:: Work instructions ::
Turn the lines below into a JSON list of strings, one string per line, with blank lines skipped. Leave the picture out of the list.

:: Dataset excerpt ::

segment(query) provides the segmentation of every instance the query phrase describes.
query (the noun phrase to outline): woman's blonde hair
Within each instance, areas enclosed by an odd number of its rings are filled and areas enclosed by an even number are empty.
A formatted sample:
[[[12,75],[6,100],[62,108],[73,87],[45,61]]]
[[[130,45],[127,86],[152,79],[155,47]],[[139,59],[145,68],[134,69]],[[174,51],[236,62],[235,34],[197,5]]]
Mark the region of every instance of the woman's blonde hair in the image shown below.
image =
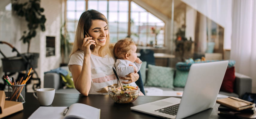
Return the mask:
[[[83,39],[86,32],[88,32],[88,30],[92,25],[92,21],[93,20],[99,20],[103,21],[108,24],[108,20],[106,17],[102,14],[95,10],[90,10],[83,12],[79,18],[76,35],[75,40],[73,45],[73,47],[71,52],[69,55],[69,57],[72,54],[79,50],[82,49]],[[106,38],[106,43],[104,46],[100,48],[99,53],[100,56],[104,56],[108,54],[112,56],[113,56],[112,48],[110,45],[109,32]]]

:: Completed exercise ::
[
  "segment(query) provides the segmentation of every instance the query phrase describes.",
  "query (the noun phrase to outline): woman's blonde hair",
  "Within each instance, areas enclosed by an odd number of its rings are filled and areas enclosed by an even number are empty.",
  "A formatted sample:",
  "[[[12,75],[6,100],[62,108],[73,87],[45,61]]]",
  "[[[130,45],[127,86],[152,79],[155,47]],[[139,59],[145,68],[134,69]],[[174,51],[236,62],[235,34],[197,5]]]",
  "Mark the region of every instance of the woman's blonde hair in the image shown below.",
  "image =",
  "Return the mask:",
  "[[[83,39],[86,32],[88,32],[88,30],[92,25],[92,21],[93,20],[99,20],[103,21],[108,24],[108,20],[106,17],[102,14],[95,10],[90,10],[83,12],[79,18],[76,35],[75,40],[73,45],[73,47],[71,52],[69,55],[69,57],[72,54],[79,50],[82,49]],[[106,38],[106,43],[104,46],[100,48],[99,53],[100,56],[104,56],[108,54],[112,56],[113,56],[112,48],[110,45],[109,32]]]"
]